__Requirements__:
Skip every picture and transcribe the remaining material exactly.

__Data lines__:

____________

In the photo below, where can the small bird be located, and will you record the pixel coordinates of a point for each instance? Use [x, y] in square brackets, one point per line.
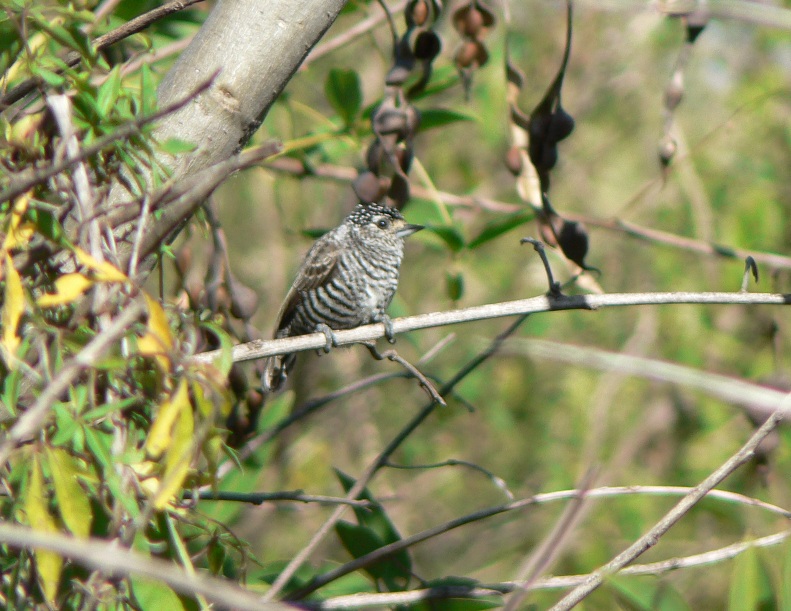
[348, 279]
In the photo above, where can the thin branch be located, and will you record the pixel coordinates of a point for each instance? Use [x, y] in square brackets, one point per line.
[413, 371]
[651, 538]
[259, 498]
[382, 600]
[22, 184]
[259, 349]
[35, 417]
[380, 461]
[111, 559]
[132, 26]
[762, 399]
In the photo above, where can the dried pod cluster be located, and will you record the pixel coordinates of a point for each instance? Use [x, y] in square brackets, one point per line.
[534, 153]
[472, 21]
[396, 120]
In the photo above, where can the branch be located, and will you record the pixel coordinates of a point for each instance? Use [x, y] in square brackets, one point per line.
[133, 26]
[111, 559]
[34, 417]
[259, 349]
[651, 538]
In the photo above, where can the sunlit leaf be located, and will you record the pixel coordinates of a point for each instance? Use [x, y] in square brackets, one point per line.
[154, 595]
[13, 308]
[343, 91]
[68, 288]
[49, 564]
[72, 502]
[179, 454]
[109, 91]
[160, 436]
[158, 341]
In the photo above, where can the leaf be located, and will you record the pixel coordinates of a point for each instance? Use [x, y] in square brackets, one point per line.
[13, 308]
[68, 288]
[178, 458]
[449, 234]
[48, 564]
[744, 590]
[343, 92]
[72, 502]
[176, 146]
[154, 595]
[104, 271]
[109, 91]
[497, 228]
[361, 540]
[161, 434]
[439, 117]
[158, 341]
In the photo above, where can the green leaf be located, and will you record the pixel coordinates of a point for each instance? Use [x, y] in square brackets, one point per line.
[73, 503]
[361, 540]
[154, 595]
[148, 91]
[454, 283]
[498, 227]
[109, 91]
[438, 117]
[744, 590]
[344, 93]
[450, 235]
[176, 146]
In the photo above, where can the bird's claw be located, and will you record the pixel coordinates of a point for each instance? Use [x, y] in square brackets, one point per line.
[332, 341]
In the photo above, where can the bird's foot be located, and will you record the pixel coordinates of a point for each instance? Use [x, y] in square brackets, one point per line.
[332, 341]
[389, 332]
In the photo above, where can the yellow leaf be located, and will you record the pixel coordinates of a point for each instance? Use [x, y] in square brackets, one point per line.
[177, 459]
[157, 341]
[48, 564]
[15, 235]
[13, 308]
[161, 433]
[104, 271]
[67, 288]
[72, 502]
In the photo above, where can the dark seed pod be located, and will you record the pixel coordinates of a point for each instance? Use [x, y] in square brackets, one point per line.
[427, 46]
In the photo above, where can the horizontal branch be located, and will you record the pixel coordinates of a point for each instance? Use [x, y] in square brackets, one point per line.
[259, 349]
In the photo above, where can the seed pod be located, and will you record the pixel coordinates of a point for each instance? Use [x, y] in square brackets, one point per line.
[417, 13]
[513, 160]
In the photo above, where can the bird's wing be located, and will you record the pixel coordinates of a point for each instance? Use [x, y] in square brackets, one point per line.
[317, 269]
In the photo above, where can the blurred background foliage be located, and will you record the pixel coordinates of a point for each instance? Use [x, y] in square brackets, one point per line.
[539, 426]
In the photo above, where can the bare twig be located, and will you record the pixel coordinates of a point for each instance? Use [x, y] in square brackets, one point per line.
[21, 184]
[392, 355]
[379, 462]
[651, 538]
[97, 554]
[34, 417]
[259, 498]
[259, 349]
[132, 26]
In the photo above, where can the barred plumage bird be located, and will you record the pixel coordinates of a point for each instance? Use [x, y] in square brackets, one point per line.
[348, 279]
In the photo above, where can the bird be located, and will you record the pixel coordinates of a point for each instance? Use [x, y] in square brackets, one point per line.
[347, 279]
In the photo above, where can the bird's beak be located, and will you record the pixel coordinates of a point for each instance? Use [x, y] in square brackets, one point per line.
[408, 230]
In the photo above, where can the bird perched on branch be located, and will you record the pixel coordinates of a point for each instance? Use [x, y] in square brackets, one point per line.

____________

__Correct result__:
In the photo below, where can the small bird be located, and will you record the pixel coordinates of a point for each instance? Use [x, y] in square brackets, one point per line.
[348, 279]
In the photo above, where can the thin branch be located, and will you record the pixel coordinates of a point for each instance? Use [x, y] in square brackets, one point per line.
[413, 371]
[651, 538]
[259, 498]
[382, 600]
[22, 184]
[259, 349]
[35, 417]
[380, 461]
[111, 559]
[132, 26]
[762, 399]
In the photo above, where can the dried pod cluster be located, and will you record the pixel coordinates of a point for each instance? Use [x, y] in square brackets, one point per line.
[534, 153]
[472, 21]
[396, 120]
In the photo above, where can the branch be located, and will you record the pixel coordinates of a point for each instance? Use [x, y] in square brackets, one point per line.
[133, 26]
[111, 559]
[34, 417]
[259, 349]
[651, 538]
In the photo above, where can the sunlit leaf be located, and will you record the pixel coordinates of a point for each instance? Use [x, y] in square brackets, one point per line.
[154, 595]
[13, 308]
[343, 91]
[68, 288]
[49, 564]
[72, 502]
[179, 454]
[109, 91]
[160, 436]
[158, 341]
In the photo above, where can the leaf be located, and will you record the pixel coordinates of a point for each instance? Use [x, y] in square brackets, one point per line.
[13, 308]
[68, 288]
[178, 458]
[449, 234]
[48, 564]
[744, 590]
[343, 92]
[72, 502]
[176, 146]
[154, 595]
[104, 271]
[109, 91]
[497, 228]
[361, 540]
[161, 434]
[439, 117]
[158, 341]
In the photo above, where can the green leaf be located, and will you record the pixel coordinates of a point for each instance? Use [x, y] in square brackets, one point per line.
[73, 503]
[361, 540]
[154, 595]
[148, 91]
[454, 283]
[498, 227]
[109, 91]
[438, 117]
[744, 590]
[344, 93]
[450, 235]
[176, 146]
In the photo above, where can the bird's claw be located, and will you record the pixel coordinates of a point for each instance? Use [x, y] in square brackets, one point per line.
[332, 341]
In the photo above, where can the bird's foot be located, and will you record the pixel coordinates of a point for each instance? Use [x, y] in square brackets, one point per line.
[332, 341]
[389, 332]
In the photo above, where can the yellow leaf be located, and will you record the pixel coordinates of a point for each instance? Use [x, y] in square brackets, one point per line.
[177, 459]
[157, 341]
[48, 564]
[15, 235]
[13, 308]
[161, 433]
[104, 271]
[67, 288]
[72, 502]
In the photo above, where can the dark seed pod be located, and will you record the pixel coordinates of a point for each instance? Use [x, y] in square brackets, one point per line.
[427, 46]
In the photo above, where can the horizontal branch be located, and will you record the pixel coordinates of a point for each instance? Use [x, y] in square brackets, one point per line.
[259, 349]
In the photo above, where can the seed pod be located, and will you record the pixel coordinates of a point for each instance? Use [x, y] in square brackets, one point per line.
[417, 13]
[513, 160]
In the photo above, where can the bird's wing be located, and will you record the pixel coordinates of a point for each instance? Use [x, y] in square brackets, one point per line.
[317, 269]
In the photo above, where can the blurred background foliage be located, and will you record the pixel coordinates of a point for each instance? Use [x, y] in square brackets, one point per line.
[539, 426]
In the photo above, where can the bare twig be located, and will you record the pixel coordinates of a point for each instance? Use [x, y] in square brackets, one point per line.
[21, 184]
[392, 355]
[379, 462]
[651, 538]
[97, 554]
[34, 417]
[259, 498]
[259, 349]
[132, 26]
In the photo above, where can the barred plumage bird be located, and will you record the pixel coordinates of a point for each instance? Use [x, y] in square brackets, one point per line.
[348, 279]
In the photo above, where can the bird be located, and will you record the pixel coordinates of a point for each instance? Use [x, y] in square brackets, one point per line.
[347, 279]
In the photo above, where can the bird's beak be located, and will you record the pixel coordinates of a point for each instance? Use [x, y] in square brackets, one point per line.
[408, 230]
In the photo above, where can the bird perched on branch be located, and will you record the pixel coordinates of a point for each instance? Use [x, y] in square brackets, one point per line.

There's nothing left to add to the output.